• Written problem:
In the entries below, replace every "report the position" with "give the location" and leave all other text unchanged. Omit the pictures from your answer.

[Entries from a pointing dataset]
---

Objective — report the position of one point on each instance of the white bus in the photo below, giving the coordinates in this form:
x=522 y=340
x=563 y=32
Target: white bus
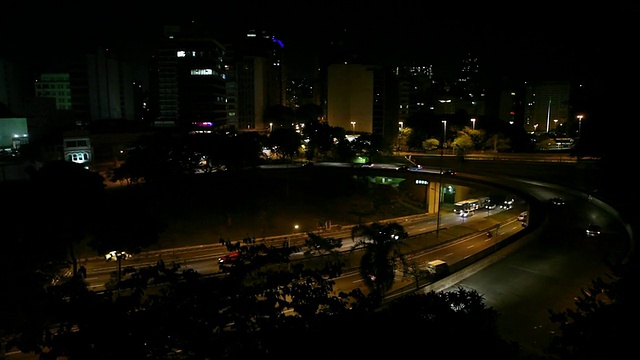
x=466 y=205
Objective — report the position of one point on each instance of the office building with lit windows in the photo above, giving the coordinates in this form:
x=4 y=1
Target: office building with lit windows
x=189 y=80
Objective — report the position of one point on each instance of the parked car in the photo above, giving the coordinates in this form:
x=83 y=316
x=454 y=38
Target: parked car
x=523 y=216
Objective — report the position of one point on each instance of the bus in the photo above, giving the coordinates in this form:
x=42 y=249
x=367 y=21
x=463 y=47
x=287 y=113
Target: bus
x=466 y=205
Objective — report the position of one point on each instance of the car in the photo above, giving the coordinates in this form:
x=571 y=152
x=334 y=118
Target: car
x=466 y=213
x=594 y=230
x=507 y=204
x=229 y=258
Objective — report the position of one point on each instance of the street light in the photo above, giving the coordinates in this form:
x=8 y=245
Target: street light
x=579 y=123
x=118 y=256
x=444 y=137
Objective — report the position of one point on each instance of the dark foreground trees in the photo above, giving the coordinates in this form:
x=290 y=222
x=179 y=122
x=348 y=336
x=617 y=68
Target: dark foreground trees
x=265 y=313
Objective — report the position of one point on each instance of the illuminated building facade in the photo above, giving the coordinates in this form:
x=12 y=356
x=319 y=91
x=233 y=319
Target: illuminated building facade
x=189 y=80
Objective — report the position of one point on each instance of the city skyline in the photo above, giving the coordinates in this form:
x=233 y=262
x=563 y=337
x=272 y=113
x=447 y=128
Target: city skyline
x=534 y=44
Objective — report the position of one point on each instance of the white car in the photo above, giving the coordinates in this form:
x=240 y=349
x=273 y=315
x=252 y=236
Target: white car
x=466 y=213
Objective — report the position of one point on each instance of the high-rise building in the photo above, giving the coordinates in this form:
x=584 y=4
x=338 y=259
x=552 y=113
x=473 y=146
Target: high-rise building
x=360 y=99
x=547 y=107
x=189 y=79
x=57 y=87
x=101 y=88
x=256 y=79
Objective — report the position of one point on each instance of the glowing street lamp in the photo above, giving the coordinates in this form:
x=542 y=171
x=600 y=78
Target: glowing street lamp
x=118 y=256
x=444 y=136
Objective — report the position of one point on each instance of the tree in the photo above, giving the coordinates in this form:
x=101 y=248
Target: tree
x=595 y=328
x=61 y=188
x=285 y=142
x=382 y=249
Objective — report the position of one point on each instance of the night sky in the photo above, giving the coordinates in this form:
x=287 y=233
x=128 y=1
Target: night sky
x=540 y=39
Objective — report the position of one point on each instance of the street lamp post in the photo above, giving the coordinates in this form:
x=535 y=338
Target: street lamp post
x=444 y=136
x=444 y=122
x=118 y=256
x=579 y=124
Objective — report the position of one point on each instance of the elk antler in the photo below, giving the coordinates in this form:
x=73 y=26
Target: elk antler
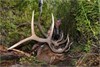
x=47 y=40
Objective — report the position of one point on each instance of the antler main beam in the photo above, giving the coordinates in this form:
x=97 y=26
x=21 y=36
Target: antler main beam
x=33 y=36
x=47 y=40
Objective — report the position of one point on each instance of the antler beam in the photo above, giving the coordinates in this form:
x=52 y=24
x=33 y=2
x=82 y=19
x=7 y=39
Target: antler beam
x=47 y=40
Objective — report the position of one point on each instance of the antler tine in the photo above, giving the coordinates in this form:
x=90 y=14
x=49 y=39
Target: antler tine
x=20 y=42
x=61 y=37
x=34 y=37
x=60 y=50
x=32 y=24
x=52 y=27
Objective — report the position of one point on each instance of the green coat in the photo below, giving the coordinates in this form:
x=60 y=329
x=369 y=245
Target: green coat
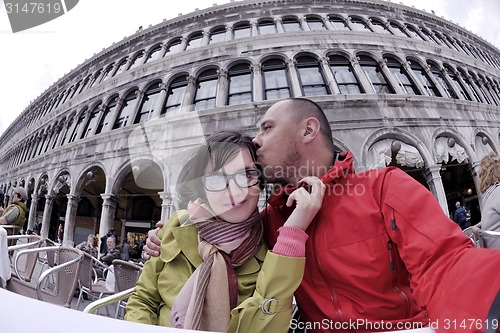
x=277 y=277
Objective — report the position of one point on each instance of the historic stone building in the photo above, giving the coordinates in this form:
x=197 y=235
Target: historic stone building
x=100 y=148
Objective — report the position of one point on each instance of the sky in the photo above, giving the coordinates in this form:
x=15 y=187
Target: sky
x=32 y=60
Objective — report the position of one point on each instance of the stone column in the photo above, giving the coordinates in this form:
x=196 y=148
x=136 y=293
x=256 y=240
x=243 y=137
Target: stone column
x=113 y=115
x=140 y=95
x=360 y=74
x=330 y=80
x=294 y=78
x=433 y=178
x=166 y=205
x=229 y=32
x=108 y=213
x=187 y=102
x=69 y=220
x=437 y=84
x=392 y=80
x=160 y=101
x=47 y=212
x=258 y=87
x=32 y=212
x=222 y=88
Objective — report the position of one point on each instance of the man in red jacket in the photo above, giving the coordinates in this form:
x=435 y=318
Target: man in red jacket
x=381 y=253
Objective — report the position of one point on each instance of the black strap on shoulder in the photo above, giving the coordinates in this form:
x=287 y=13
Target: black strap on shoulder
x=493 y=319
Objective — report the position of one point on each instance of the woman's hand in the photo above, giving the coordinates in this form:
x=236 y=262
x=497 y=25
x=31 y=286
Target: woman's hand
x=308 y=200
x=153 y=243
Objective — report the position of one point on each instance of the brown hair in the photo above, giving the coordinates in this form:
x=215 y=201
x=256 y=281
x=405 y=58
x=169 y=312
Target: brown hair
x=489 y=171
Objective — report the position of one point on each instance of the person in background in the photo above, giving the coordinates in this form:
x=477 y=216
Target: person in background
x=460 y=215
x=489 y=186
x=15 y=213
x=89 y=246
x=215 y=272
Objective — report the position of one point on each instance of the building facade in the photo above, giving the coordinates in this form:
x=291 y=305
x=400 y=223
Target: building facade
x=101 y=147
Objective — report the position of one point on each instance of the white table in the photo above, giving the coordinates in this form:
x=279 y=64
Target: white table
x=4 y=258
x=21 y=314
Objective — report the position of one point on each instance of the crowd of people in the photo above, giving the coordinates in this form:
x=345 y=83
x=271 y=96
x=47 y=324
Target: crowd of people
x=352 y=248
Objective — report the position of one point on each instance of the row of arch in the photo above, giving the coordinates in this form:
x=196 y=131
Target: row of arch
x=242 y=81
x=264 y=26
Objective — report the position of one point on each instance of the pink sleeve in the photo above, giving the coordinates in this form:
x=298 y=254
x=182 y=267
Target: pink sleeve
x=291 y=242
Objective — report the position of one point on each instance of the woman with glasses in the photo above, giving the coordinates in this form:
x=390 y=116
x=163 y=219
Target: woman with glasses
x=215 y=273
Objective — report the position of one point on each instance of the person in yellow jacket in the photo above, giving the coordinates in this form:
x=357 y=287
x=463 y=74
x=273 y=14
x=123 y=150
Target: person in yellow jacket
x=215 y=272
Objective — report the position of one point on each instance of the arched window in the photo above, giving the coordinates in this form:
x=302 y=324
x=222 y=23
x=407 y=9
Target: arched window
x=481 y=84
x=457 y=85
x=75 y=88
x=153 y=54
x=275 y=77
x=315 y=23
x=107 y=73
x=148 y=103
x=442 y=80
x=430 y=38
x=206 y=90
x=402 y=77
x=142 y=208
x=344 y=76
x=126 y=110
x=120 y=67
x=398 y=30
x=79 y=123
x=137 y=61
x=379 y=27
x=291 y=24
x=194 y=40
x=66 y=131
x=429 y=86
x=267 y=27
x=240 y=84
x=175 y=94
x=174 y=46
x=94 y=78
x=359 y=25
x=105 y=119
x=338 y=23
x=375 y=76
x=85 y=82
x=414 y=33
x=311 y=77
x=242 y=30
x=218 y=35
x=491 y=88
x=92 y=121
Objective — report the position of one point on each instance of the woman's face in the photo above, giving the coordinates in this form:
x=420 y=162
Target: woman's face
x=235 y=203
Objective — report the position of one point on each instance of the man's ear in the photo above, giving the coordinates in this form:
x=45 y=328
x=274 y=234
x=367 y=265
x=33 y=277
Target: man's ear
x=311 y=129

---

• The completed task:
Objective — give the location of one point on each instance of the white bus in the photo below, giving the coordinates in this form:
x=522 y=340
x=563 y=32
Target: white bus
x=466 y=205
Objective — give the location of one point on each instance of the office building with lit windows in the photo above, giving the coordinates in this form:
x=4 y=1
Target: office building with lit windows
x=189 y=80
Objective — give the location of one point on each instance of the parked car in the photo above, giving the coordinates in this form:
x=83 y=316
x=454 y=38
Target: parked car
x=523 y=216
Objective — give the location of one point on each instance of the bus in the photo above, giving the coordinates in this form:
x=42 y=249
x=367 y=21
x=463 y=47
x=287 y=113
Target: bus
x=466 y=205
Objective — give the location of one point on each instance of the car in the photo above, giving the coordinates in this form:
x=571 y=152
x=334 y=118
Target: car
x=466 y=213
x=594 y=230
x=507 y=204
x=229 y=258
Objective — give the location of one point on each instance of the street light in the photo above, giving the coordinates in this form:
x=8 y=245
Target: street light
x=579 y=123
x=118 y=256
x=444 y=137
Objective — give the location of one point on each instance of the dark foreground trees in the photo above, giving the coordinates in this form:
x=290 y=222
x=179 y=122
x=348 y=336
x=617 y=68
Target: dark foreground trees
x=265 y=313
Objective — give the location of one point on each instance of the illuminated building facade in the photo above, giving the coordinates in this form:
x=12 y=356
x=319 y=91
x=233 y=319
Target: illuminated building facade
x=189 y=80
Objective — give the location of one point on each instance of the city skyline in the photo above, giving the coordinates in this form:
x=233 y=262
x=563 y=337
x=272 y=113
x=447 y=128
Target: city skyline
x=534 y=44
Objective — give the location of one point on each instance of the white car in the photo above, giving the coordinates in this form:
x=240 y=349
x=273 y=315
x=252 y=236
Target: white car
x=466 y=213
Objective — give the location of one point on each instance of the high-rise building in the photo above, giving the coordinates in this form:
x=584 y=4
x=338 y=259
x=552 y=113
x=473 y=146
Target: high-rise building
x=360 y=99
x=547 y=107
x=189 y=79
x=57 y=87
x=101 y=88
x=256 y=79
Objective — give the location of one point on each instance of the glowing street lamp in the photo above, giving the coordinates in this form:
x=542 y=171
x=600 y=78
Target: glowing street lamp
x=118 y=256
x=444 y=136
Objective — give the location of one point on each instance of the tree in the photo above, giving the coordinates in this form:
x=101 y=248
Target: tree
x=595 y=328
x=61 y=188
x=285 y=142
x=382 y=249
Objective — give the location of one point on each instance of the night sky in the photo above, giving the coordinates in this form:
x=287 y=233
x=128 y=1
Target: night sky
x=540 y=39
Objective — give the location of one point on each instance of the street lamp post in the photo above, giving the coordinates in this form:
x=535 y=338
Target: street lamp post
x=444 y=136
x=444 y=122
x=118 y=256
x=579 y=124
Objective — give the location of one point on each instance of the elk antler in the photo below, giving the coordinates in this form:
x=73 y=26
Target: elk antler
x=47 y=40
Objective — give the location of one point on each instance of the antler main beam in the photo above, giving the coordinates in this form:
x=97 y=26
x=21 y=36
Target: antler main beam
x=33 y=36
x=47 y=40
Objective — give the location of one point on each instance of the antler beam in the photo above, giving the coordinates in this form:
x=52 y=24
x=33 y=2
x=82 y=19
x=7 y=39
Target: antler beam
x=47 y=40
Objective — give the location of one point on each instance of the antler tine in the photo above, giving the coordinates in this form:
x=90 y=14
x=49 y=39
Target: antler tine
x=20 y=42
x=61 y=37
x=34 y=37
x=60 y=50
x=32 y=24
x=52 y=27
Objective — give the location of one point on each instance of the green coat in the photo below, giving the coordinates in this form:
x=60 y=329
x=369 y=245
Target: green coat
x=277 y=277
Objective — give the location of one point on each instance of the historic stone building in the photo above, giving the coordinates in this form:
x=197 y=235
Target: historic stone building
x=100 y=148
Objective — give the location of one point on each instance of the sky in the photo above, giving the coordinates in this form:
x=15 y=187
Target: sky
x=32 y=60
Objective — give the location of one point on each instance of the stone column in the photo above, giving the coordinates in this form:
x=196 y=148
x=136 y=293
x=256 y=240
x=243 y=137
Target: stone column
x=113 y=115
x=140 y=95
x=360 y=74
x=330 y=80
x=294 y=78
x=433 y=178
x=166 y=205
x=229 y=32
x=108 y=213
x=187 y=102
x=69 y=220
x=437 y=84
x=392 y=80
x=160 y=101
x=47 y=212
x=258 y=87
x=32 y=212
x=222 y=88
Objective — give the location of one point on each instance of the man in red jacket in the photo above, giving the coordinates in this form:
x=435 y=318
Target: man in red jacket
x=381 y=253
Objective — give the location of one point on each instance of the black strap on shoulder in the photo above, giving the coordinates in this form:
x=287 y=13
Target: black strap on shoulder
x=493 y=319
Objective — give the location of one point on each instance of the woman's hand in the photo above, giving the coordinates in this form:
x=236 y=262
x=497 y=25
x=31 y=286
Target: woman's hand
x=308 y=200
x=153 y=243
Objective — give the location of one point on each instance of the brown hair in the photo above, giving the coordinates in this form:
x=215 y=201
x=256 y=281
x=405 y=58
x=169 y=312
Target: brown hair
x=489 y=171
Objective — give the location of one point on each instance of the person in background in the photo above, giving the coordinates in this form:
x=477 y=216
Target: person in background
x=460 y=215
x=489 y=186
x=15 y=213
x=89 y=246
x=215 y=272
Objective — give the location of one point on each instance of the building facade in the photo above, giving the coordinates in this form:
x=291 y=305
x=400 y=223
Target: building facade
x=101 y=147
Objective — give the location of one point on each instance of the white table in the photo above, giving the coordinates in this form:
x=279 y=64
Target: white table
x=4 y=258
x=21 y=314
Objective — give the location of one point on each instance of the crowd of people in the photo above, giving the coordinates in this form:
x=345 y=83
x=271 y=96
x=47 y=324
Target: crowd of people
x=352 y=248
Objective — give the location of one point on each instance of the row of arch in the photo above, giving the coordinates in this form:
x=196 y=131
Target: row of arch
x=242 y=81
x=264 y=26
Objective — give the location of one point on each instance of the pink sleeve in the photo above, giving the coordinates in this form:
x=298 y=254
x=182 y=267
Target: pink sleeve
x=291 y=242
Objective — give the location of one point on each instance of the woman with glasses in the photo above, giving the coordinates in this form:
x=390 y=116
x=163 y=219
Target: woman with glasses
x=215 y=273
Objective — give the location of one point on each instance of the person in yellow jacket in the photo above, giving the coordinates in this form:
x=357 y=287
x=463 y=74
x=273 y=14
x=123 y=150
Target: person in yellow jacket
x=215 y=272
Objective — give the location of one point on each instance of the arched window in the photo above, giving the coordinates in this form:
x=302 y=324
x=222 y=23
x=407 y=9
Target: arched window
x=481 y=84
x=457 y=85
x=75 y=88
x=153 y=54
x=275 y=77
x=315 y=23
x=107 y=73
x=148 y=103
x=442 y=80
x=430 y=38
x=206 y=90
x=402 y=77
x=142 y=208
x=344 y=76
x=126 y=110
x=120 y=67
x=398 y=30
x=79 y=123
x=137 y=61
x=379 y=27
x=291 y=24
x=194 y=40
x=66 y=131
x=429 y=86
x=267 y=27
x=240 y=84
x=175 y=94
x=174 y=46
x=94 y=78
x=359 y=25
x=105 y=119
x=338 y=23
x=375 y=76
x=85 y=82
x=414 y=33
x=311 y=77
x=242 y=30
x=218 y=35
x=491 y=88
x=92 y=121
Objective — give the location of one point on each instance of the woman's face in the photo above, giving the coordinates in this form:
x=420 y=162
Target: woman's face
x=235 y=203
Objective — give the location of one point on each instance of the man's ear in the photo above, giving the coordinates in this form:
x=45 y=328
x=274 y=234
x=367 y=265
x=33 y=277
Target: man's ear
x=311 y=129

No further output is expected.